◆ JOB ◆
Repeat the material below exactly, line for line.

— Start —

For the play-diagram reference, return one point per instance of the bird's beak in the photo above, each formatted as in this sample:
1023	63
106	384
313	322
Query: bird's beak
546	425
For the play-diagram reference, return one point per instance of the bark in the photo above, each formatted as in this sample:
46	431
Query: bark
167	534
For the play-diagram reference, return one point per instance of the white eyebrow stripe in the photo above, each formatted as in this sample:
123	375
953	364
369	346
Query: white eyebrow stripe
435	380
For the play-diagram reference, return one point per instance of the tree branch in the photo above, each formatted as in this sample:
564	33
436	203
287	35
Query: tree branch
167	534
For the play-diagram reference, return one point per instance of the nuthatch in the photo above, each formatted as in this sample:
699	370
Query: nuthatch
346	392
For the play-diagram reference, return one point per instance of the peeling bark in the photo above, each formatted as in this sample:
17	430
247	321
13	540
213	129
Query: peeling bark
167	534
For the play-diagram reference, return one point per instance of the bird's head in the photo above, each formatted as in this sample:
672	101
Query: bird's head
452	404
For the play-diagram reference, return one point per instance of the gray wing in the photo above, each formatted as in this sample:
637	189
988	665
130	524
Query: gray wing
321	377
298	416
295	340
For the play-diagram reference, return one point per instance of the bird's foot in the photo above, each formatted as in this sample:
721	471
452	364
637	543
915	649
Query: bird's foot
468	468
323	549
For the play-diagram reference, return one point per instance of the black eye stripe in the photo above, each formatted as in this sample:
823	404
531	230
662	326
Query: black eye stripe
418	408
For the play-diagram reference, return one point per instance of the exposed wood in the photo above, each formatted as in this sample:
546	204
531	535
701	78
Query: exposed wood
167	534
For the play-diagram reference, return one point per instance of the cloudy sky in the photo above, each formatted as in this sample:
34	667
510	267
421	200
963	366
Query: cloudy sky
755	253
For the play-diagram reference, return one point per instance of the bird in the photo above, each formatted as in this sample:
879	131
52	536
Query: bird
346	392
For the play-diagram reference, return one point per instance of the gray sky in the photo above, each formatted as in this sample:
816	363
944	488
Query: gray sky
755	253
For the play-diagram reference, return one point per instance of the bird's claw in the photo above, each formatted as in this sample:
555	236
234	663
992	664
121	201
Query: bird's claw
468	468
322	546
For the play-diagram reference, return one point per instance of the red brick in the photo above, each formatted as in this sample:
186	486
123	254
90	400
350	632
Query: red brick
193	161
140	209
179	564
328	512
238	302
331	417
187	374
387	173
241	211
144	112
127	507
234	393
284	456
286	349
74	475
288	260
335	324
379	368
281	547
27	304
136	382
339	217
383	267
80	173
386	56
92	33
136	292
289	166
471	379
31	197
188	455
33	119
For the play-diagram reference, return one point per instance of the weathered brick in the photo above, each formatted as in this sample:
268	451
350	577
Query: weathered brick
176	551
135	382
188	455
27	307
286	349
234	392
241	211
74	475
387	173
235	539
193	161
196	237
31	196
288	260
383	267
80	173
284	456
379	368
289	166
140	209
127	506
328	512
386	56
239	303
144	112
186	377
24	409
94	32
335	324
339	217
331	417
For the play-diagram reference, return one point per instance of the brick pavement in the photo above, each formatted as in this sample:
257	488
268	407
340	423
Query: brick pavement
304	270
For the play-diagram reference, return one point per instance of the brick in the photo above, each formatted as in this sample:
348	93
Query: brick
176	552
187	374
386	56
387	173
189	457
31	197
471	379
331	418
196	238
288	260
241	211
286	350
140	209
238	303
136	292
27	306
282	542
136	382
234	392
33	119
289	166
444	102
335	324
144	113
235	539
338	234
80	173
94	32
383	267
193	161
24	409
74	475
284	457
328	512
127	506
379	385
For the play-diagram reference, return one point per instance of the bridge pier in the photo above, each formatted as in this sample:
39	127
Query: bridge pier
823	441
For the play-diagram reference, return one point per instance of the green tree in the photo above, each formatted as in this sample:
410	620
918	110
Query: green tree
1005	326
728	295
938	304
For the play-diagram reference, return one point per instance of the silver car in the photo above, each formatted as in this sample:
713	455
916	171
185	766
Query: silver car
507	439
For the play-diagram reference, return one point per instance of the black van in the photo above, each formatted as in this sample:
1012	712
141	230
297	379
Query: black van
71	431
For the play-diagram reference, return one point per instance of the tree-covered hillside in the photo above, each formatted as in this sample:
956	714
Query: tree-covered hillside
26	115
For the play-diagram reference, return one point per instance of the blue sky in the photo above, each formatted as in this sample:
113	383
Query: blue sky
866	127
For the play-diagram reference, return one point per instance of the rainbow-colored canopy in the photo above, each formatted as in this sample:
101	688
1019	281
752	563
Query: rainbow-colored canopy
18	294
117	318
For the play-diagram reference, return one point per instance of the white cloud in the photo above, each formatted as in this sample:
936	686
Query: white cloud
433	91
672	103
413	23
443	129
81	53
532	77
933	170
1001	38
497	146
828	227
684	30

— End —

◆ IN RESPONSE ◆
For the play-diagram reference, return one point per instance of the bird's beak in the photo above, each formatted as in this sample:
1023	63
106	384
313	322
Query: bird's beak
546	425
For the play-diagram reference, return one point per instance of the bark in the photo above, each formatted as in this sample:
46	431
Query: bark
167	534
For the play-diagram reference, return one point per instance of the white eyebrow stripe in the photo above, each formatted as in this sample:
123	375
953	364
369	346
Query: white eyebrow stripe
435	380
For the play-diagram reference, return one point per instance of the tree branch in the photo above, each formatted as in this sample:
564	33
436	203
287	35
Query: tree branch
167	534
For the play-diagram reference, return one point per instance of the nuthatch in the photo above, each formatted as in this sample:
699	370
Query: nuthatch
346	392
For the play-diagram reference, return one point per instance of the peeling bark in the photo above, each formatted as in this sample:
17	430
247	321
13	540
213	129
Query: peeling bark
167	534
For the play-diagram reference, return one point per instance of the bird's head in the photo above, each formatted as in this sample:
672	101
Query: bird's head
452	404
For the play-diagram reference, return one point per instance of the gray wing in the photo above, each formatted as in this sample:
637	189
988	665
130	524
Query: gray wing
321	377
298	416
295	340
For the play-diagram reference, return one point per instance of the bird's foot in the photo above, each formatted as in this sample:
721	471
452	364
637	543
915	649
Query: bird's foot
468	468
323	549
For the play-diagram reference, return one point per instance of the black eye stripe in the photo above, each formatted as in this sample:
823	404
531	230
662	326
Query: black eye stripe
418	408
For the play-diagram reference, return one point per instance of the exposed wood in the photo above, each formatted as in this sample:
546	204
531	535
701	78
Query: exposed wood
167	534
For the play-diagram reference, return one point per instance of the cloudy sky in the photo above, each formatted as in this sample:
34	667
510	267
421	200
963	366
Query: cloudy sky
755	253
For the play-diagram reference, return one point per instance of the bird in the photo above, each formatted as in this sample:
879	131
52	536
Query: bird
346	392
For the play-diagram reference, return one point per instance of the gray sky in the photo above, each formatted as in this sample:
816	363
944	488
Query: gray sky
755	253
For the play-diagram reference, return one point per instance of the bird's claw in the photo above, each formatted as in this sample:
555	236
234	663
992	664
121	201
Query: bird's claw
468	468
322	546
For the play-diagram reference, return one point per instance of the red brick in the photo above, each formatted as in this sample:
186	486
123	254
90	400
350	632
Query: red brick
193	161
140	209
179	564
328	512
238	302
331	417
187	374
387	173
241	211
144	112
127	507
234	393
284	456
286	349
74	475
288	260
335	324
379	368
281	547
27	304
136	382
339	217
383	267
80	173
386	56
92	33
136	292
289	166
471	379
31	197
188	455
33	119
For the play-diagram reference, return one point per instance of the weathered brick in the photo above, each formatted as in this sample:
268	451
350	577
Query: weathered brick
176	551
135	382
188	455
27	307
286	349
234	392
241	211
74	475
387	173
235	539
193	161
196	237
31	196
288	260
383	267
80	173
284	456
379	368
289	166
140	209
127	506
328	512
386	56
239	303
144	112
186	377
24	409
94	32
335	324
339	217
331	417
For the play-diagram reference, return one point per instance of the brick pavement in the photo above, each formatted as in this sample:
257	488
268	407
340	423
Query: brick pavement
304	270
For the play-diagram reference, return one point per instance of the brick in the photo above, each formatted as in this sample:
348	93
Query: brick
176	552
187	374
386	56
387	173
189	457
31	197
471	379
331	418
196	238
288	260
241	211
286	350
140	209
238	303
136	292
27	306
282	542
136	382
234	392
33	119
289	166
444	102
335	324
144	113
235	539
338	234
80	173
94	32
383	267
193	161
24	409
74	475
284	457
328	512
127	506
379	385
For the play-diagram reference, return one point per instance of the bridge pier in the photo above, each formatted as in this sample:
39	127
Query: bridge pier
823	441
For the play-diagram reference, return one point per instance of the green tree in the photo above, each formatted as in this sample:
410	620
918	110
Query: green tree
1005	326
728	295
938	304
For the play-diagram reference, return one point per instance of the silver car in the photo above, each formatted as in this sample:
713	455
916	171
185	766
Query: silver car
507	439
For the play-diagram reference, return one point per instance of the black van in the photo above, each formatted as in this sample:
1012	712
141	230
297	379
Query: black van
71	431
For the play-diagram reference, return one point per instance of the tree-covered hillside in the photo above, each formatted as in this sample:
956	714
Query: tree-covered hillside
26	115
For the play-diagram reference, return one point per instance of the blue sky in the photo above, each formatted as in this sample:
113	383
Query: blue sky
866	127
For the play-diagram reference, return one point per instance of the rainbow-colored canopy in the photo above, each formatted as in this sample:
101	688
1019	281
752	563
Query: rainbow-colored canopy
18	294
117	318
For the play-diagram reference, return one point per instance of the white cloud in the photo above, each formatted as in this sample:
936	686
Query: white cloud
433	91
672	103
413	23
443	129
81	53
532	77
933	170
1001	38
497	146
828	227
684	30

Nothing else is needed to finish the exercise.